[REQUIRED WORK] Every line of the material is to be reproduced verbatim.
_ _ _
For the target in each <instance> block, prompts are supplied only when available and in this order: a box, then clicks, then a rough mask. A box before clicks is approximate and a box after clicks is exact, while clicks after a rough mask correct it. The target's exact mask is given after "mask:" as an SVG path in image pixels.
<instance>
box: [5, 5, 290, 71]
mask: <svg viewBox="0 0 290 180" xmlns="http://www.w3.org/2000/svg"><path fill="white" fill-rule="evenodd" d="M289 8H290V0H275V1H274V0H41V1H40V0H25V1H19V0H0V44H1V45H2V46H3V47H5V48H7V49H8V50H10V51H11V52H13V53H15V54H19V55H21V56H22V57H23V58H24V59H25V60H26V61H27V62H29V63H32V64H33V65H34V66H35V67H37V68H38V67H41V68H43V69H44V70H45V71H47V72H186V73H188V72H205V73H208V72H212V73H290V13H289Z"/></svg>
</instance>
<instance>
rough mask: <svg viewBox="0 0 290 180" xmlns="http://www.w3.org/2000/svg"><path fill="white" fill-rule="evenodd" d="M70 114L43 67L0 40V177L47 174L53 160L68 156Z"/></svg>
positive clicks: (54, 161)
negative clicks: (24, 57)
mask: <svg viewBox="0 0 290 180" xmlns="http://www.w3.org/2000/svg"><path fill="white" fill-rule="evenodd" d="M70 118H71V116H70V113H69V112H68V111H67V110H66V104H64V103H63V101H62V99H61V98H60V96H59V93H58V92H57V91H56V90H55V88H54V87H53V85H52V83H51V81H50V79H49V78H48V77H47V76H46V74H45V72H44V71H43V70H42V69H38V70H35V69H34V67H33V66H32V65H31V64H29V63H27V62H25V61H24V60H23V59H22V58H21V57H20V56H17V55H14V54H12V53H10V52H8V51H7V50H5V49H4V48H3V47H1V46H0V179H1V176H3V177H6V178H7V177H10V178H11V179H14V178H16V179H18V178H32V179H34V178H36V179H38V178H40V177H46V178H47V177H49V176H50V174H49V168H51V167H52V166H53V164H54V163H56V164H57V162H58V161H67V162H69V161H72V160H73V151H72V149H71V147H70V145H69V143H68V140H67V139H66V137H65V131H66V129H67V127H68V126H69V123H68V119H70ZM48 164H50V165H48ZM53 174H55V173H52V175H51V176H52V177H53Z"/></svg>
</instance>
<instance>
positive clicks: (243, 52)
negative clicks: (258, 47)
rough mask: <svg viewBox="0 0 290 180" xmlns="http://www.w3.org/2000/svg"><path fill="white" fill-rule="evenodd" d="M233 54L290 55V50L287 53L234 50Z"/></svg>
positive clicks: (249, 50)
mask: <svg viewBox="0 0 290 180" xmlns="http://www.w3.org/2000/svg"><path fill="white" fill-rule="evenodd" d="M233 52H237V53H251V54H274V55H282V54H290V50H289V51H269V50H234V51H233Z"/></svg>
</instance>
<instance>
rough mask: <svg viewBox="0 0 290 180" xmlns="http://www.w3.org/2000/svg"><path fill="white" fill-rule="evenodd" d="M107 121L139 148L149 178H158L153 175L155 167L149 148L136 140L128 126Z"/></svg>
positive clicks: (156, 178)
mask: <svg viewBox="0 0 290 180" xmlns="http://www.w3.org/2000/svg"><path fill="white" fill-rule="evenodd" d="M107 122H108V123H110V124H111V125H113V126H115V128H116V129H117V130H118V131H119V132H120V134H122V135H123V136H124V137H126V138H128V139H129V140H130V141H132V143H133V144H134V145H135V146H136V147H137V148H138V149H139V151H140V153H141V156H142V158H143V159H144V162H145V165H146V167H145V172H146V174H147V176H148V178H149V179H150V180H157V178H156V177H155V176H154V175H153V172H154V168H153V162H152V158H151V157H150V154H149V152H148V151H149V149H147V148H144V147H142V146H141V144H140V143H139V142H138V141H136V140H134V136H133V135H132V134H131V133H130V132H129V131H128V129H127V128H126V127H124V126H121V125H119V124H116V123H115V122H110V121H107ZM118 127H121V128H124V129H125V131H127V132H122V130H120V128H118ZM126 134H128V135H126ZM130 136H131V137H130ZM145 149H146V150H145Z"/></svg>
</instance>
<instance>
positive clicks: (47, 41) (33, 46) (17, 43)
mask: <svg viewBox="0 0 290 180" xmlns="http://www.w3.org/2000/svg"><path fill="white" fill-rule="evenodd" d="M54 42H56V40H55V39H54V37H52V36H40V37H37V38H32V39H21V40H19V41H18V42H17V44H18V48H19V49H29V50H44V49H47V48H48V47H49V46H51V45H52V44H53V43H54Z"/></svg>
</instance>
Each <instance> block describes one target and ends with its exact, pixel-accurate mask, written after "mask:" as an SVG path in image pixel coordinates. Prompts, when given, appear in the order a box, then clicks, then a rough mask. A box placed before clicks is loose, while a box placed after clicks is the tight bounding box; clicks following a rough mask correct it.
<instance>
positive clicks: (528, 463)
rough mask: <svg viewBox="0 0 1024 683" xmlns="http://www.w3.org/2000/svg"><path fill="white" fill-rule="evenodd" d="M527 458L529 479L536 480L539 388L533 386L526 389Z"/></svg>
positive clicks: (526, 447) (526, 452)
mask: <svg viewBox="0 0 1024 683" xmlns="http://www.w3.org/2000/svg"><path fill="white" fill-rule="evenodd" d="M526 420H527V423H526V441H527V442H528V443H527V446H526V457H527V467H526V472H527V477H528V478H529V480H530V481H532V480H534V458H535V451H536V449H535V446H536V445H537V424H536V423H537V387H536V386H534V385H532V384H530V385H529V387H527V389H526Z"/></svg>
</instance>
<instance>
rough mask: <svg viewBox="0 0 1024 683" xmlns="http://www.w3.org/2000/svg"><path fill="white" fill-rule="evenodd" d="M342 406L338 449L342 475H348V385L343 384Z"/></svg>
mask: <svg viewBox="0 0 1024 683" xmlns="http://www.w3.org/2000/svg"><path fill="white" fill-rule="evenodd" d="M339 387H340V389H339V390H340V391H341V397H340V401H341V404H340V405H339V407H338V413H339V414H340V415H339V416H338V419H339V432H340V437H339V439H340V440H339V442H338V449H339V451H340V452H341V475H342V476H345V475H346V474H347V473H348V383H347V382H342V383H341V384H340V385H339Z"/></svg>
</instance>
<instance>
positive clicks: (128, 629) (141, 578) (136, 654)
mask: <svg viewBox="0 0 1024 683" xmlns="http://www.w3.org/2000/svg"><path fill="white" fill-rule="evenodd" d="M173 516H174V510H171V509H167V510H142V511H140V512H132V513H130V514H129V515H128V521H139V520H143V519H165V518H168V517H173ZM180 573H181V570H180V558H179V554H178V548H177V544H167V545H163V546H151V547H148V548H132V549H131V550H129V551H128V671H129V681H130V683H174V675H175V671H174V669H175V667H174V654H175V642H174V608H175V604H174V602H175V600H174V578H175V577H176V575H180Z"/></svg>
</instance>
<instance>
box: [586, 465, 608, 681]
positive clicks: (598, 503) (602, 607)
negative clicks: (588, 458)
_ _ _
[RESULT OF THE EXERCISE]
For the target in each <instance> block, prompts are supplied only when available and in this order: a box, then clicks, then a rough mask. A box before clicks is approximate and a box after clicks is exact, while clicks after a rough mask correct it. The target's exact mask is given after "mask:" as an SVG path in image pixels.
<instance>
box: [5, 5, 290, 71]
mask: <svg viewBox="0 0 290 180" xmlns="http://www.w3.org/2000/svg"><path fill="white" fill-rule="evenodd" d="M289 8H290V0H275V1H274V0H41V1H40V0H25V1H19V0H0V44H1V45H2V46H3V47H5V48H7V49H8V50H10V51H11V52H13V53H15V54H19V55H21V56H22V57H23V58H24V59H25V60H26V61H27V62H29V63H32V64H33V65H34V66H35V67H37V68H38V67H41V68H43V69H44V70H45V71H47V72H186V73H188V72H205V73H208V72H212V73H290V13H289Z"/></svg>
</instance>
<instance>
rough mask: <svg viewBox="0 0 290 180" xmlns="http://www.w3.org/2000/svg"><path fill="white" fill-rule="evenodd" d="M70 114L43 67L0 40V177L47 174L53 160L68 156Z"/></svg>
positive clicks: (54, 161)
negative clicks: (24, 57)
mask: <svg viewBox="0 0 290 180" xmlns="http://www.w3.org/2000/svg"><path fill="white" fill-rule="evenodd" d="M70 118H71V116H70V113H69V112H68V111H67V110H66V104H64V103H63V101H62V99H61V98H60V96H59V93H58V92H57V91H56V90H55V88H54V87H53V85H52V83H51V81H50V79H49V78H48V77H47V76H46V74H45V72H44V71H43V70H42V69H38V70H35V69H34V67H33V66H32V65H31V64H29V63H27V62H25V61H24V60H23V59H22V58H21V57H20V56H17V55H14V54H12V53H10V52H8V51H7V50H5V49H4V48H3V47H1V46H0V179H1V176H3V177H6V178H7V177H10V178H11V179H14V178H16V179H18V178H32V179H34V178H36V179H38V178H40V177H46V178H47V177H49V176H50V174H49V168H51V167H52V166H53V164H54V163H56V164H57V162H58V161H67V162H69V161H72V160H73V151H72V149H71V147H70V145H69V143H68V140H67V139H66V137H65V131H66V129H67V127H68V126H69V123H68V119H70ZM48 164H50V165H48ZM53 174H55V173H52V175H51V176H52V177H53Z"/></svg>
</instance>
<instance>
positive clicks: (243, 52)
negative clicks: (258, 47)
rough mask: <svg viewBox="0 0 290 180" xmlns="http://www.w3.org/2000/svg"><path fill="white" fill-rule="evenodd" d="M233 54L290 55V50L287 53L234 50Z"/></svg>
positive clicks: (249, 50)
mask: <svg viewBox="0 0 290 180" xmlns="http://www.w3.org/2000/svg"><path fill="white" fill-rule="evenodd" d="M233 52H237V53H251V54H274V55H282V54H290V50H289V51H269V50H234V51H233Z"/></svg>
</instance>
<instance>
rough mask: <svg viewBox="0 0 290 180" xmlns="http://www.w3.org/2000/svg"><path fill="white" fill-rule="evenodd" d="M107 121L139 148L149 178H158L153 175L155 167L149 148L136 140L128 126Z"/></svg>
positive clicks: (156, 178)
mask: <svg viewBox="0 0 290 180" xmlns="http://www.w3.org/2000/svg"><path fill="white" fill-rule="evenodd" d="M107 122H108V123H110V124H111V125H113V126H115V128H116V129H117V130H118V131H119V132H120V134H122V135H123V136H124V137H126V138H128V139H129V140H130V141H132V143H133V144H134V145H135V146H136V147H137V148H138V149H139V151H140V153H141V156H142V158H143V159H144V162H145V165H146V167H145V172H146V174H147V176H148V178H149V179H150V180H157V178H156V177H155V176H154V175H153V172H154V168H153V162H152V158H151V157H150V154H149V152H148V151H149V149H147V148H144V147H142V146H141V144H140V143H139V142H138V141H136V140H134V136H133V135H132V134H131V133H130V132H129V131H128V129H127V128H126V127H124V126H121V125H119V124H116V123H115V122H110V121H107ZM118 127H121V128H124V129H125V131H127V132H122V130H120V128H118ZM126 134H128V135H126ZM130 136H131V137H130ZM145 149H146V150H145Z"/></svg>
</instance>
<instance>
positive clicks: (47, 41) (33, 46) (17, 43)
mask: <svg viewBox="0 0 290 180" xmlns="http://www.w3.org/2000/svg"><path fill="white" fill-rule="evenodd" d="M54 42H56V40H55V39H54V37H52V36H40V37H37V38H32V39H21V40H19V41H18V42H17V44H18V48H19V49H29V50H44V49H47V48H48V47H49V46H51V45H52V44H53V43H54Z"/></svg>
</instance>
Each <instance> block describes one target and ends with its exact, pixel-accurate mask, written after "mask:" as an SVG path in image pixel coordinates. Prompts, when given, appear in the order a box, then clicks, then a rough mask. A box placed before clicks is loose, while a box placed after clicks is the tight bounding box; clicks following a rough mask correct it.
<instance>
positive clicks: (528, 463)
rough mask: <svg viewBox="0 0 1024 683" xmlns="http://www.w3.org/2000/svg"><path fill="white" fill-rule="evenodd" d="M527 458L529 479L536 480L539 388L533 386L526 389Z"/></svg>
positive clicks: (526, 447) (526, 452)
mask: <svg viewBox="0 0 1024 683" xmlns="http://www.w3.org/2000/svg"><path fill="white" fill-rule="evenodd" d="M526 420H527V423H526V441H527V442H528V443H527V446H526V457H527V467H526V472H527V477H528V478H529V480H530V481H532V480H534V458H535V451H536V449H535V446H536V445H537V424H536V423H537V387H536V386H534V385H532V384H530V385H529V387H527V389H526Z"/></svg>
</instance>
<instance>
rough mask: <svg viewBox="0 0 1024 683" xmlns="http://www.w3.org/2000/svg"><path fill="white" fill-rule="evenodd" d="M342 406L338 449L342 475H348V385L343 384Z"/></svg>
mask: <svg viewBox="0 0 1024 683" xmlns="http://www.w3.org/2000/svg"><path fill="white" fill-rule="evenodd" d="M339 387H340V389H339V390H340V391H341V397H340V401H341V404H340V405H339V407H338V413H339V414H340V415H339V416H338V419H339V432H340V437H339V439H340V440H339V442H338V449H339V451H340V452H341V475H342V476H345V475H346V474H347V473H348V383H347V382H342V383H341V384H340V385H339Z"/></svg>
</instance>
<instance>
positive clicks: (128, 629) (141, 578) (136, 654)
mask: <svg viewBox="0 0 1024 683" xmlns="http://www.w3.org/2000/svg"><path fill="white" fill-rule="evenodd" d="M173 516H174V510H171V509H167V510H142V511H140V512H132V513H130V514H129V515H128V521H139V520H143V519H165V518H168V517H173ZM180 573H181V570H180V558H179V554H178V548H177V544H167V545H163V546H151V547H148V548H132V549H131V550H129V551H128V671H129V681H130V683H174V675H175V671H174V669H175V667H174V654H175V642H174V608H175V604H174V602H175V600H174V578H175V577H176V575H180Z"/></svg>
</instance>
<instance>
box: [586, 465, 608, 681]
positive clicks: (598, 503) (602, 607)
negative clicks: (588, 458)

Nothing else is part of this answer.